Given records:
********************

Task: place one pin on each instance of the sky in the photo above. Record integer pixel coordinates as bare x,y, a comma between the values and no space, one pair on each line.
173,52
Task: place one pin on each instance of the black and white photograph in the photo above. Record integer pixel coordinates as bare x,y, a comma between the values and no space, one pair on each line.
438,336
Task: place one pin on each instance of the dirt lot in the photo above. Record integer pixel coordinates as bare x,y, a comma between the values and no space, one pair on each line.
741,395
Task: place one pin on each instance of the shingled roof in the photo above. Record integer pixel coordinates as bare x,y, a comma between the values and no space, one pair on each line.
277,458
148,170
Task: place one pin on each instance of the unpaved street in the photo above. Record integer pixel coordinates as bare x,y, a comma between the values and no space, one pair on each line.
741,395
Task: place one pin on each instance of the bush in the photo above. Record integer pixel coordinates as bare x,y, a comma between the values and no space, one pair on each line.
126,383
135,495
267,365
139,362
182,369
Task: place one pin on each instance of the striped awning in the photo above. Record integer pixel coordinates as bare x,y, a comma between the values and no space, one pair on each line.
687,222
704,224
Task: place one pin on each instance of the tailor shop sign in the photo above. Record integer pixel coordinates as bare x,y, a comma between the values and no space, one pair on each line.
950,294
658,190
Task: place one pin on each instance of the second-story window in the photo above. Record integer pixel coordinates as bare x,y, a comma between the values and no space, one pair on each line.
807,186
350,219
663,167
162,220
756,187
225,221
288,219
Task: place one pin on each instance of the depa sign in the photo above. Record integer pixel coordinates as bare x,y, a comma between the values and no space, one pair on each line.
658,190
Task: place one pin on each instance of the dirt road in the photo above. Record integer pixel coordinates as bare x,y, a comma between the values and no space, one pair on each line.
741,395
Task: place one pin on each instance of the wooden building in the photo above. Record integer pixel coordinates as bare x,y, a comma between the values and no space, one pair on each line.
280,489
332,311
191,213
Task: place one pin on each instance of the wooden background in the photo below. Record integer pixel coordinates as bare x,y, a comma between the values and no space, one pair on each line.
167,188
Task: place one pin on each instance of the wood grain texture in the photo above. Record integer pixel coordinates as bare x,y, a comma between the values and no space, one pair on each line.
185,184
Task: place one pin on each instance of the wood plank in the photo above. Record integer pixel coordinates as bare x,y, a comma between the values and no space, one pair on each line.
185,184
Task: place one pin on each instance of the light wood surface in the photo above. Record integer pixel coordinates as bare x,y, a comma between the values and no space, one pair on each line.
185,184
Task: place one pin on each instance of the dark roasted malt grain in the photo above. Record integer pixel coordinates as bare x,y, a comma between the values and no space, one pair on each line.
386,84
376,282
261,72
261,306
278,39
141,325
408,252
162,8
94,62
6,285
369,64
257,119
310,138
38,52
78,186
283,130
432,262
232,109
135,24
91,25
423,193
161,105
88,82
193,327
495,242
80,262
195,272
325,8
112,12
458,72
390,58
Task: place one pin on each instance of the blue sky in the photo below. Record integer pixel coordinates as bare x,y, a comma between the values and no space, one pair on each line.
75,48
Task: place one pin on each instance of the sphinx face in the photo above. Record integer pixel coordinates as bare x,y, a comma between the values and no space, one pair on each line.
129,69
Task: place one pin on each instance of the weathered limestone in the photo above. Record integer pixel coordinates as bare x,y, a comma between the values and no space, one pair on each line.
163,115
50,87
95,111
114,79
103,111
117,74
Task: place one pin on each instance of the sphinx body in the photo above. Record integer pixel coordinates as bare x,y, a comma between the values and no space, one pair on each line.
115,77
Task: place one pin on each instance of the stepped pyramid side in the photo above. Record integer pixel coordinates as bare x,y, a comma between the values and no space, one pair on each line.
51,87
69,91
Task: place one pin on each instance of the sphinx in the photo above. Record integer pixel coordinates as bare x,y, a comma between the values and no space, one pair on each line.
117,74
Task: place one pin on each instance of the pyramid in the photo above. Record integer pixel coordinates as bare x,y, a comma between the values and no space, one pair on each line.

********************

What is expected:
Every line above should be retyped exactly as given.

Task response:
Task: place one pin on each instance of the sky in the photo above. Record integer pixel coordinates as bare x,y, a comma between the values and no space, one pair on each line.
173,52
Task: place one pin on each instance of the black and white photograph in the photo above. Record integer pixel coordinates as bare x,y, a comma between the values and no space, one pair on each line.
438,336
Task: place one pin on each instance of the dirt lot in the photo above. Record integer pixel coordinates as bare x,y, a comma between the values and no space, one pair on each line.
741,395
Task: place one pin on each instance of the shingled roof in the photo above. Record integer pixel coordinates as bare x,y, a comma between the values and no space, one pair on each line.
277,458
148,170
Task: place one pin on each instance of the unpaved street in the photo above. Record integer pixel coordinates as bare x,y, a comma between the values and no space, one pair on each line.
741,395
Task: place one pin on each instance of the bush in the photo above. Record integer pixel coordinates as bare x,y, a comma between the values and no space, one pair on each line.
126,383
135,495
267,365
139,362
182,369
Task: place one pin on each instance of the striped awning in the photo above. Record integer pixel coordinates as bare x,y, a comma between the values and no space, one pair on each line.
687,222
704,224
Task: place one pin on each instance of the tailor shop sign in the photo above. Record integer pixel coordinates as bare x,y, a comma between the values and no space, one pair on each line.
950,294
658,190
Task: place one pin on each instance of the second-story window in the photo above. Record integer pixel coordinates as bare x,y, a comma between the values and no space, one pair on each line.
807,186
350,219
663,167
162,220
756,187
225,221
288,219
Task: place one pin on each instance of the depa sign in the photo above. Record integer pixel coordinates as bare x,y, a comma between the values and no space, one pair on each line.
658,190
Task: place one pin on each instance of the dirt road in the photo above. Record integer pixel coordinates as bare x,y, a comma between the values and no space, one pair on each line.
741,395
Task: place one pin on each instance of the wooden building in the photo above. Record integer pixel coordinates as bare x,y, a comma between the values and no space, one pair on each line.
280,489
332,311
191,213
Task: place one pin on each instance of the wooden background in the photo below. Record integer pixel coordinates as bare x,y, a comma between the values and no space, one pair on each line.
167,188
Task: place one pin on each instance of the wood grain texture in the photo above. Record integer pixel coordinates as bare x,y, a comma between the values and no space, one pair on each line.
185,184
Task: place one pin on each instance of the wood plank in the photo above. Record integer pixel coordinates as bare x,y, a comma between the values and no space, one pair on each line.
185,184
Task: place one pin on each instance of the light wood surface in the photo above. Record integer pixel coordinates as bare x,y, a comma between the values and no space, one pair on each line.
185,184
Task: place one pin on each instance of the dark roasted malt grain in the photo above. Record integer pixel coordinates as bare x,y, a comma between the values and no space, one pair on each line.
386,84
376,282
261,72
261,306
278,39
141,325
408,252
162,8
94,62
6,285
369,64
257,119
310,138
38,52
78,186
283,130
432,262
232,109
135,24
91,25
423,193
161,105
88,82
193,327
495,242
80,262
195,272
325,8
112,12
458,72
390,58
Task: place one pin on each instance of the blue sky in the photo below. Record integer pixel coordinates as bare x,y, a comma between the values and no space, one pair on each line.
75,48
Task: place one pin on each instance of the sphinx face in the photo above. Record integer pixel coordinates as bare x,y, a comma between the values and no space, one pair on each line.
129,69
Task: place one pin on each instance of the weathered limestone in the photo above. Record integer pixel coordinates as bare x,y, a comma between the values and no space, one pair on each line.
163,115
50,87
95,111
114,79
103,111
117,74
Task: place one pin on each instance of the sphinx body in the photo above. Record integer pixel coordinates as bare x,y, a comma between the values and no space, one pair on each line.
115,77
Task: place one pin on each instance of the stepped pyramid side in the photo above. Record integer pixel coordinates as bare x,y, a comma between the values and no space, one pair on each line.
51,87
69,91
Task: place one pin on each instance of the sphinx in the photo above. Record integer pixel coordinates as bare x,y, a comma between the values and no space, one pair on each line.
117,74
Task: place one pin on each instance of the pyramid in the photo above. Record integer pixel coordinates as bare x,y, a comma between the values and no space, one pair on each line.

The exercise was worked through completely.